> _Your task_
Find "task: outline the white cassock" in the data, then restate the line it sits in and every later line word for word, ending with the last line.

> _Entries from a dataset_
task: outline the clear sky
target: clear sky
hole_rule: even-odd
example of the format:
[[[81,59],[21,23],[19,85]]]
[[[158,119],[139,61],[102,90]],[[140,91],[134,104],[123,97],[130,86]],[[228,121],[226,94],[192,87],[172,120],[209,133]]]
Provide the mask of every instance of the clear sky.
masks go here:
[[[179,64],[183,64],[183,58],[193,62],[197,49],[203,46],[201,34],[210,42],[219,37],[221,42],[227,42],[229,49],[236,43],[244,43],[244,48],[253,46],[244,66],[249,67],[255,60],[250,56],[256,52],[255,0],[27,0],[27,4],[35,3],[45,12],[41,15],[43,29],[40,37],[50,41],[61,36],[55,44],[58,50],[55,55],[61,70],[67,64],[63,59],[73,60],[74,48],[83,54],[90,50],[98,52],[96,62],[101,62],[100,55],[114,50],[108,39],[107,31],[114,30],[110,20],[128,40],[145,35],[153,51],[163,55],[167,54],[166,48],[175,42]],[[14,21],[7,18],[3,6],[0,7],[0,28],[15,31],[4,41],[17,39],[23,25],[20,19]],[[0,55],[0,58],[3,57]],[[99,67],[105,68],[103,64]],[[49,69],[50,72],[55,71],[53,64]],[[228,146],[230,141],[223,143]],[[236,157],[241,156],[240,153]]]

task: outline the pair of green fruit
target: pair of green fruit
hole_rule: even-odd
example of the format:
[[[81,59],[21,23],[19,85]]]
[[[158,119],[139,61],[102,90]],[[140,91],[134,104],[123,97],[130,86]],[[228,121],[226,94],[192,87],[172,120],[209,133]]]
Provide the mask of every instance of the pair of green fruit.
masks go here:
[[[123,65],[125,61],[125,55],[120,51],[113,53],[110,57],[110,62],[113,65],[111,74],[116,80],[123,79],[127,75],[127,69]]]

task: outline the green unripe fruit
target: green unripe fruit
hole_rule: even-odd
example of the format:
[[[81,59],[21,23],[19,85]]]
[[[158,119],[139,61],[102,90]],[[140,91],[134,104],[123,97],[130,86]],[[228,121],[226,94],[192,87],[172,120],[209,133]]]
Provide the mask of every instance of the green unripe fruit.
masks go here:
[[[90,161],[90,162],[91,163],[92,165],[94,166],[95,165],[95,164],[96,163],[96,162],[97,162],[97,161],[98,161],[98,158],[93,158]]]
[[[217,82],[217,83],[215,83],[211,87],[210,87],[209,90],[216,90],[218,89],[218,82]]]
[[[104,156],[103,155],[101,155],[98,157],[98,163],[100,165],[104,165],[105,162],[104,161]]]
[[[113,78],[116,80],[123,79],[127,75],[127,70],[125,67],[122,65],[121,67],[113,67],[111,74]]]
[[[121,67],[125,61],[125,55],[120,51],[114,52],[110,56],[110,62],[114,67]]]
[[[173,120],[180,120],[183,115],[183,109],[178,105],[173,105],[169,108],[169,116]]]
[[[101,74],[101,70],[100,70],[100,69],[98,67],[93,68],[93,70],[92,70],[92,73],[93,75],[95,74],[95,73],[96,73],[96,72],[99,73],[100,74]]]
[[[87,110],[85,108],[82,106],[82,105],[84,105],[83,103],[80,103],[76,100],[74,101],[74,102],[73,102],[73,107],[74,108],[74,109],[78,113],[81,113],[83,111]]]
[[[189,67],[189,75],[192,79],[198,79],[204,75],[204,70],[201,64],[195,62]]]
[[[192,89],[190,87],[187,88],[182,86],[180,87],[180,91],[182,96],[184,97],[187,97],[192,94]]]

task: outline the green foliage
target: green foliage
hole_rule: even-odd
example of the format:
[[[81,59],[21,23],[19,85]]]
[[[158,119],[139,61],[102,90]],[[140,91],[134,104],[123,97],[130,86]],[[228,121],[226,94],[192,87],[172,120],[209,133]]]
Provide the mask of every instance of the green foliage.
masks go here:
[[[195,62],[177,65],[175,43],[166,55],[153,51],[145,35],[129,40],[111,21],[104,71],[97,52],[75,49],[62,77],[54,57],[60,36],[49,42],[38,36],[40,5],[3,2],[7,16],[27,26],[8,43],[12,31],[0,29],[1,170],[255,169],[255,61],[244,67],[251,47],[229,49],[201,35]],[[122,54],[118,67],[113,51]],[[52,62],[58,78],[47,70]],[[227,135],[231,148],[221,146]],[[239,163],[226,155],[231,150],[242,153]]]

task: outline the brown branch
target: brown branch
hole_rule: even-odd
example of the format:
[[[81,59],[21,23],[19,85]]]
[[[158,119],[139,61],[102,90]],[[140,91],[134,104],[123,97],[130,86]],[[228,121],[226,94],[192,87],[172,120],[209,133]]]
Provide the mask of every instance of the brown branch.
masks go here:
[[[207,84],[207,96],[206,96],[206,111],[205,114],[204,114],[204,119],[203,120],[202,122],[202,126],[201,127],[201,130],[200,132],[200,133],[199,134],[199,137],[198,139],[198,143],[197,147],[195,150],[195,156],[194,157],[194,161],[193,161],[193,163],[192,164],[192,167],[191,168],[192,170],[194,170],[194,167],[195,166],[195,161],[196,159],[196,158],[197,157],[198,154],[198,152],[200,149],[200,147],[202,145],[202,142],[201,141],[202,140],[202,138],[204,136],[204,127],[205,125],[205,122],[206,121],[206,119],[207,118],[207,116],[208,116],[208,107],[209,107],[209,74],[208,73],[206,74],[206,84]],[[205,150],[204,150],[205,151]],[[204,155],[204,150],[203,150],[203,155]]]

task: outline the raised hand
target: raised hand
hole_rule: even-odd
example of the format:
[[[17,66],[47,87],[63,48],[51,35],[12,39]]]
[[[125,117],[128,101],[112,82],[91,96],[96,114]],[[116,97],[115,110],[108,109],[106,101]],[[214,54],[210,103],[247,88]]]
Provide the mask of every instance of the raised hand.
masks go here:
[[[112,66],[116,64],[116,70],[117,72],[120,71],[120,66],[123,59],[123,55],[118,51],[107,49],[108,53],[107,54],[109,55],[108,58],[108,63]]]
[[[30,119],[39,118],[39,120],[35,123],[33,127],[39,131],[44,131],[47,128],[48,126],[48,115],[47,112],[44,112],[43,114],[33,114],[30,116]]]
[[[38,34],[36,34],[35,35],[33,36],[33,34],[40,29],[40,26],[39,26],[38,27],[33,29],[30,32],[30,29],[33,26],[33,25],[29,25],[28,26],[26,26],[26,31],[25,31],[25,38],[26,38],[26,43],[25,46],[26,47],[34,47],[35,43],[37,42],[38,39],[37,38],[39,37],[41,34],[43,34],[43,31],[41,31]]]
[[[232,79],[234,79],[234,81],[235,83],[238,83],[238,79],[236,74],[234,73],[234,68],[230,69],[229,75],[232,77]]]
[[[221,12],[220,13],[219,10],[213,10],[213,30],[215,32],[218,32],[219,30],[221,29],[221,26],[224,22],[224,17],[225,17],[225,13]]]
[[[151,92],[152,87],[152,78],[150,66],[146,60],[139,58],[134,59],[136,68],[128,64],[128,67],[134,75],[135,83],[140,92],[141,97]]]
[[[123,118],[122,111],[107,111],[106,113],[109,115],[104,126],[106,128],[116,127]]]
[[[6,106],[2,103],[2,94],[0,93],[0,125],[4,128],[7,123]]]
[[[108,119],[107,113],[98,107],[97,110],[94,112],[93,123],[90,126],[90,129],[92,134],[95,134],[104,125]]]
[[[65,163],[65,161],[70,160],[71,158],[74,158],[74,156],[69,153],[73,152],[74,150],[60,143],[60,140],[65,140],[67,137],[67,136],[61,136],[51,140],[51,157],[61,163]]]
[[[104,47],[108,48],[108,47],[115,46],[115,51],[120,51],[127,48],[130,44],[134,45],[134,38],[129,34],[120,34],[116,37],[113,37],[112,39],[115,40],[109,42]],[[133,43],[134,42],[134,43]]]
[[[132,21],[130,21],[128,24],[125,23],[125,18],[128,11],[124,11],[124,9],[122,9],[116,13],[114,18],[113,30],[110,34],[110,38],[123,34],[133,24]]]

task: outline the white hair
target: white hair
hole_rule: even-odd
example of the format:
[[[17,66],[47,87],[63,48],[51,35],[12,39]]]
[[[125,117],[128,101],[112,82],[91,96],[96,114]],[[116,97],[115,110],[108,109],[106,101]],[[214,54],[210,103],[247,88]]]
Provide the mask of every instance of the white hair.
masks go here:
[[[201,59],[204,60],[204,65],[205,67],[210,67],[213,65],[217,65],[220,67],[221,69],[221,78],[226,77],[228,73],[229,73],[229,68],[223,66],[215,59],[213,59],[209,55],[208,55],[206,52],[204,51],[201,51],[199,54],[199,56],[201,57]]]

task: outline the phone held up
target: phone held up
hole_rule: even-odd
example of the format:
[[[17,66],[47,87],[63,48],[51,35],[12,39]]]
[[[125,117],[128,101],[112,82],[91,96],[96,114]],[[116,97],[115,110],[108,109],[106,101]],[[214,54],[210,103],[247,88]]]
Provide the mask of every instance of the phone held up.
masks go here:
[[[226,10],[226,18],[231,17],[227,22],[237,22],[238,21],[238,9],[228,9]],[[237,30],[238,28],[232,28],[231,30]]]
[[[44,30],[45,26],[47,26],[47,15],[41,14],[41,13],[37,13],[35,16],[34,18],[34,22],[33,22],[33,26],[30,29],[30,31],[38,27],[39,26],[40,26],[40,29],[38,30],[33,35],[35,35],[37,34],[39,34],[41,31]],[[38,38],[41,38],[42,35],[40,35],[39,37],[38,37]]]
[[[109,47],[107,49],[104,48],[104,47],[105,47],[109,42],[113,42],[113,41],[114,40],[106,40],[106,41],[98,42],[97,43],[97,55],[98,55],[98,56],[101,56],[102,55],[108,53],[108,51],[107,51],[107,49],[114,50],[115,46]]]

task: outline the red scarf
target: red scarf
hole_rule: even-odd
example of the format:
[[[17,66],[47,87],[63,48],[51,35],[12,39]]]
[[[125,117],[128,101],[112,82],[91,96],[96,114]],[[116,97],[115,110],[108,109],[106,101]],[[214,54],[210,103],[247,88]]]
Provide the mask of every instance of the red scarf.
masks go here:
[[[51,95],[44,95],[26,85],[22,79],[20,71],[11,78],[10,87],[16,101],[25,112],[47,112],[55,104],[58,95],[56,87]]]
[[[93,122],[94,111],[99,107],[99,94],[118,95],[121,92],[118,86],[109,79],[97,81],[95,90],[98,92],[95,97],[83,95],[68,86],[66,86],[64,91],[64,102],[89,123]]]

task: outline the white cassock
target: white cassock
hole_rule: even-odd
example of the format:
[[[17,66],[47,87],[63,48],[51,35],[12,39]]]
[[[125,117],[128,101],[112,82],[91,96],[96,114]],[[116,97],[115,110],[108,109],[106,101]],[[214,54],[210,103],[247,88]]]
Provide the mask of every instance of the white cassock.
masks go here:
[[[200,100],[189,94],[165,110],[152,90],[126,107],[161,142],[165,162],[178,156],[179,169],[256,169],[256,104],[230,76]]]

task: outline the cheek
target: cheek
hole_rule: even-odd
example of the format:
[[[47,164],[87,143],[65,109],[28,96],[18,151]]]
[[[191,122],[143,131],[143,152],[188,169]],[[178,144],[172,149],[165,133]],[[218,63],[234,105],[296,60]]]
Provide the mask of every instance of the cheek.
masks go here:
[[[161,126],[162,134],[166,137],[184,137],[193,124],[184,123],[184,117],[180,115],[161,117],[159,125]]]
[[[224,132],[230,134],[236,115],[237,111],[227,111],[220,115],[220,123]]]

> _Task response_
task: outline the white cassock
target: white cassock
hole_rule: even-odd
example of the format:
[[[17,66],[47,87],[63,48],[51,35],[12,39]]]
[[[125,117],[128,101],[112,82],[91,96],[96,114]],[[116,97],[115,110],[108,109],[106,101]],[[214,54],[210,103],[247,88]]]
Provide the mask of every instance of the white cassock.
masks go here:
[[[200,100],[189,94],[165,110],[152,90],[126,107],[161,142],[165,162],[178,156],[179,169],[256,169],[256,104],[230,76]]]

task: outline the cheek
target: cheek
hole_rule: even-odd
example of the format:
[[[47,164],[87,143],[65,109],[28,96],[18,151]]]
[[[191,122],[143,131],[143,152],[188,169]],[[178,144],[172,149],[165,133]],[[218,63],[234,105],[296,60]]]
Provide the mask of every instance of the cheek.
masks go here:
[[[161,126],[162,134],[166,137],[184,137],[193,124],[184,123],[184,117],[180,115],[161,117],[159,125]]]
[[[224,132],[230,134],[236,115],[237,111],[227,111],[220,115],[220,123]]]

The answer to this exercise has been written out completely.